▶ [DIRECTIONS] All lines from the line containing "Expected behaviour: the pointer locates the kitchen backsplash" up to and including the last line of the listing below should be echoed exactly; no other lines belong in the response.

--- BEGIN MATERIALS PROVIDED ---

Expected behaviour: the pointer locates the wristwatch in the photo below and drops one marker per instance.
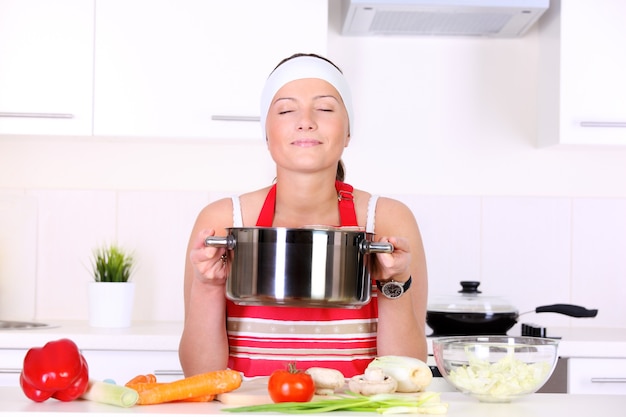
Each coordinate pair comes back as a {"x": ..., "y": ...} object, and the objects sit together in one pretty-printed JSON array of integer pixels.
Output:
[{"x": 393, "y": 289}]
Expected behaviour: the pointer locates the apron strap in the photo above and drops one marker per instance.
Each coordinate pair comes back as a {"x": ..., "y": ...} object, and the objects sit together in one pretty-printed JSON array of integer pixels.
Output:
[{"x": 347, "y": 213}]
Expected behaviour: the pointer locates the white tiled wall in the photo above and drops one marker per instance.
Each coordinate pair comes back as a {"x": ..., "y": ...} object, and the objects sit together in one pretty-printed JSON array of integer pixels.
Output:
[{"x": 530, "y": 250}]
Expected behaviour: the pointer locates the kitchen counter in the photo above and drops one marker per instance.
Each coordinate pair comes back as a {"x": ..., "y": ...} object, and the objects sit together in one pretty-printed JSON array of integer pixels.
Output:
[
  {"x": 165, "y": 336},
  {"x": 13, "y": 402}
]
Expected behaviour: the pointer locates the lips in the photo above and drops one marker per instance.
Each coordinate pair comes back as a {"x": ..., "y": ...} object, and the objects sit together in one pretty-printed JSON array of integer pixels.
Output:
[{"x": 306, "y": 142}]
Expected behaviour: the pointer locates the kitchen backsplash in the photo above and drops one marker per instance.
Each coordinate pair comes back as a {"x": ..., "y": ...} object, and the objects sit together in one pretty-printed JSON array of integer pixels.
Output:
[{"x": 532, "y": 251}]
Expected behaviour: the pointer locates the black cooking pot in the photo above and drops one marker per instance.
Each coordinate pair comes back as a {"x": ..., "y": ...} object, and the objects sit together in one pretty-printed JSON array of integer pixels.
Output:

--- END MATERIALS PROVIDED ---

▶ [PROBLEM SOLUTION]
Expected behaviour: the pointer locates the kitchen backsplash in the photo above and drops one marker per instance.
Each coordinate pair comes back as a {"x": ..., "y": ...} object, and the objects sit together in one pretty-printed JSON array of integer pixels.
Output:
[{"x": 532, "y": 251}]
Expected behaviour: the pointer locates the black cooking pot in the photo above and drops one marker per instance.
Each coordinate pair comes back as a {"x": ..., "y": ...} object, and the objects sit together in one pretty-printed JSON array of integer pixels.
Output:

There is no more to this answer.